Según la tradición china, antes del Emperador amarillo estuvo Fu Xi, creador de esa primera escritura compuesta por trigramas, con los ocho primeros conceptos que abrían las puertas, o baguas, del conocimiento a través de los símbolos escritos.
Chen Nong o Shandong, que se puede traducir de varias maneras, desde Dragón de Madera hasta Señor Campesino o Divino Granjero, se encuentra entre Fu Xi y Huangdi, con cinco mil años de antigüedad según las tradiciones, y al que se le adjudica, obviamente, la creación de las técnicas agrícolas chinas que se siguen practicando hoy en día por su particular eficiencia.
Fu Xi y su esposa Nüwa.
En esta China Milenaria, anterior a la historia oficial y escrita, nacen el té y el papel, la tinta y la escritura, las artes y las ciencias, la agricultura y la ganadería, el orden social y las leyes, el estudio de las estrellas y las cuentas, porque sus gobernantes eran más dioses que humanos, como en el caso de Fu Xi, que estaba casado con su hermana, la diosa Nüwa, como veremos más adelante cuando se exponga la leyenda de los Tres Augustos y los Cinco Emperadores.
Huangdi, o Wang Tse, es quien finalmente funda lo que será esa China que pervive hasta nuestros días, y por la cual han pasado Buda y Confucio, Mochi y Lao Tse, que han terminado de moldear su carácter; así como la dinastía Khan, que puede volver por sus fueros en este siglo XXI y reconquistar el mundo.
----------------
- _INSTRUCCIONES DE TRABAJO_
• 1. Según el texto sobre la China milenaria, ¿con quién estaba casado Fu Xi?
• 2. Indica, por favor, si cada afirmación concuerda con el texto sobre la China milenaria, y cita las palabras que lo deciden: (a) Fu Xi creó una primera escritura compuesta por trigramas. (b) A Chen Nong se le atribuye la creación de las técnicas agrícolas chinas. (c) El té y el papel nacieron después de la historia oficial y escrita.
Las filas no intervienen en esto.

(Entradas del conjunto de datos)
----------------
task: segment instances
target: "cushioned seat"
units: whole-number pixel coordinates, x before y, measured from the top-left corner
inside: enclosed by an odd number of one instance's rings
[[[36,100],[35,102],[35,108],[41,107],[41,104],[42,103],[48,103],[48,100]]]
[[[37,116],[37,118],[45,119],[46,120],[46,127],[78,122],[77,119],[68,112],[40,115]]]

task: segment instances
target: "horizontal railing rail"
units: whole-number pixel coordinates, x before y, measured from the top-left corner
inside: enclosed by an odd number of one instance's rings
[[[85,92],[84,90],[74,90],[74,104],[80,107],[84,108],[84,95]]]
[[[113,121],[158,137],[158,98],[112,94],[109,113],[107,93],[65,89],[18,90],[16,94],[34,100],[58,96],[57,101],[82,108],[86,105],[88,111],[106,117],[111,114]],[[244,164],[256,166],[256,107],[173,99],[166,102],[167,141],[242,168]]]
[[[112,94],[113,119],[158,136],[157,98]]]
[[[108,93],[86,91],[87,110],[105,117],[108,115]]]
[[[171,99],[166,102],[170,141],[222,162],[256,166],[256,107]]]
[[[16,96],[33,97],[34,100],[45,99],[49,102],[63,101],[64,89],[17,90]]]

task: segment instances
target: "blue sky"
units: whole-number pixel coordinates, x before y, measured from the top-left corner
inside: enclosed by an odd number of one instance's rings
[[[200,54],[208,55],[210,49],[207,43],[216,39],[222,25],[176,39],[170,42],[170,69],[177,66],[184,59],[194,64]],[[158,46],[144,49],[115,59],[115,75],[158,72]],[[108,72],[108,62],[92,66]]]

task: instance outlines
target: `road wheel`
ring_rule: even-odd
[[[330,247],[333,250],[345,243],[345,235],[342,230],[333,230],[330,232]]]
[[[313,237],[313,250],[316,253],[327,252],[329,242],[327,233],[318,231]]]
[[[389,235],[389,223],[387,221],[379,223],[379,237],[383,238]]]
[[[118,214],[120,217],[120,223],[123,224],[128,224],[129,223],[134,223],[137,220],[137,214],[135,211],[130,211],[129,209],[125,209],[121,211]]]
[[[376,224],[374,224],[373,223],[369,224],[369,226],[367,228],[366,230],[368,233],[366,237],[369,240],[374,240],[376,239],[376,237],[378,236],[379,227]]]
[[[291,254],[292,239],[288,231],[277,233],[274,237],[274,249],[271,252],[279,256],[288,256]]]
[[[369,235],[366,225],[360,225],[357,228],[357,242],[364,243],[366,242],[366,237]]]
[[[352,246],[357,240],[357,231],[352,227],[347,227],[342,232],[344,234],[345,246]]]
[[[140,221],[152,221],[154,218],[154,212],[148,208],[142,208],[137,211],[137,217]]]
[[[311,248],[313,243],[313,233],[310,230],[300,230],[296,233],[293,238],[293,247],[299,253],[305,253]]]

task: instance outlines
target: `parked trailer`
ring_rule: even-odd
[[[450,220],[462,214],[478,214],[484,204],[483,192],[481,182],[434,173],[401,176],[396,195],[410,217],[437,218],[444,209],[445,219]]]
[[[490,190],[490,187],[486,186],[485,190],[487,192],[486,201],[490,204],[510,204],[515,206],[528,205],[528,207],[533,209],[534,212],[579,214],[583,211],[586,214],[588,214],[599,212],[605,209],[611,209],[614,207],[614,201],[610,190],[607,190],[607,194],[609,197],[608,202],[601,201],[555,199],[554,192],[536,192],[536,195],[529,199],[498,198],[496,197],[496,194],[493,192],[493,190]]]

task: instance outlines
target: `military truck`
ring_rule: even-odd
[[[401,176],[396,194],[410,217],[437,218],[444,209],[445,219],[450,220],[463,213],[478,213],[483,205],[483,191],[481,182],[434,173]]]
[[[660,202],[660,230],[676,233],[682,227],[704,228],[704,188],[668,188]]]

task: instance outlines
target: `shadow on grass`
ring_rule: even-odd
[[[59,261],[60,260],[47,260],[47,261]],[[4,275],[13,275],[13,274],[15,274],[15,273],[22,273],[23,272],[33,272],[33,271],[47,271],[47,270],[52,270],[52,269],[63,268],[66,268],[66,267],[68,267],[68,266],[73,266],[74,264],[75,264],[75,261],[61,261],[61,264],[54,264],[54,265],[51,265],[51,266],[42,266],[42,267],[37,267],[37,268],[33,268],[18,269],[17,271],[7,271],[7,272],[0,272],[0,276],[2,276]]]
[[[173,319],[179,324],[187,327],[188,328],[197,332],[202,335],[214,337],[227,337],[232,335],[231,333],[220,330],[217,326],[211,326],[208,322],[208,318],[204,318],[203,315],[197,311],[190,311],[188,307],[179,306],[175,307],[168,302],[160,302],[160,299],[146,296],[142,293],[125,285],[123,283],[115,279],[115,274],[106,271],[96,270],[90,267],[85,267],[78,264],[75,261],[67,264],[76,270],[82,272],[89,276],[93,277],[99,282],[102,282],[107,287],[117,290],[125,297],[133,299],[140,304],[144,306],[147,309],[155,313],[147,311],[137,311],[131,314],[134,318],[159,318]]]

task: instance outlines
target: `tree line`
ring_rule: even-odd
----------------
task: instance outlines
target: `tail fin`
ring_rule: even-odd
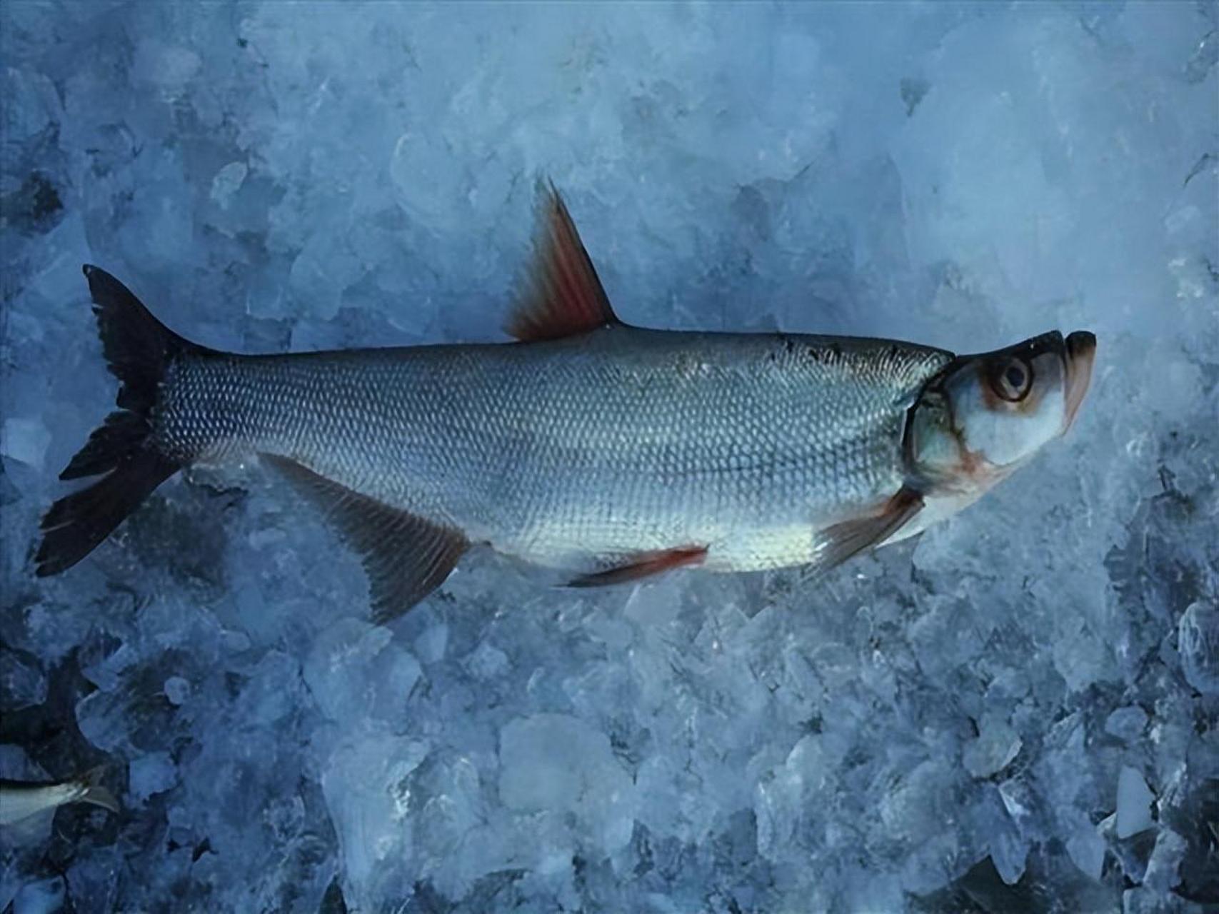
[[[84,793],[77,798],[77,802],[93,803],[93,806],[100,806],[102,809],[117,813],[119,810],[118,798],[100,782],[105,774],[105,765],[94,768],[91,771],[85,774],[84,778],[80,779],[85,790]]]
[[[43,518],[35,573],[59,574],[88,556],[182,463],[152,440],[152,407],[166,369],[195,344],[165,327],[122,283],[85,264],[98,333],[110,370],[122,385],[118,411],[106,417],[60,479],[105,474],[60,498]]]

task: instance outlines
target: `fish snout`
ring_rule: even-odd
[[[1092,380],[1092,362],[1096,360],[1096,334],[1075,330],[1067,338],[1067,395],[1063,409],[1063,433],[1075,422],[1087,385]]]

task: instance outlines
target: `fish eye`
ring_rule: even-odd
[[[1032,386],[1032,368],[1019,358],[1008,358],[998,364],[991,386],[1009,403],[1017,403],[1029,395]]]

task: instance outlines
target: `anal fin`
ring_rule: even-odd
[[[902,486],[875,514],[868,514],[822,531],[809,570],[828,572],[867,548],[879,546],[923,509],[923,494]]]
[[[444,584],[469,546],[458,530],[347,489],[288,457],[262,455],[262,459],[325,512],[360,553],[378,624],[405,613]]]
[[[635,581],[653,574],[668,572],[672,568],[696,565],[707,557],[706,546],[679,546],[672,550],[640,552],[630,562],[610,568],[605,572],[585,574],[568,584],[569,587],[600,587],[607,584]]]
----------------
- _CONJUNTO DE RESPUESTAS_
• 1. Con su hermana, la diosa Nüwa.

• 2.
(a) Sí: "creador de esa primera escritura compuesta por trigramas".
(b) Sí: "al que se le adjudica, obviamente, la creación de las técnicas agrícolas chinas".
(c) No: "En esta China Milenaria, anterior a la historia oficial y escrita, nacen el té y el papel".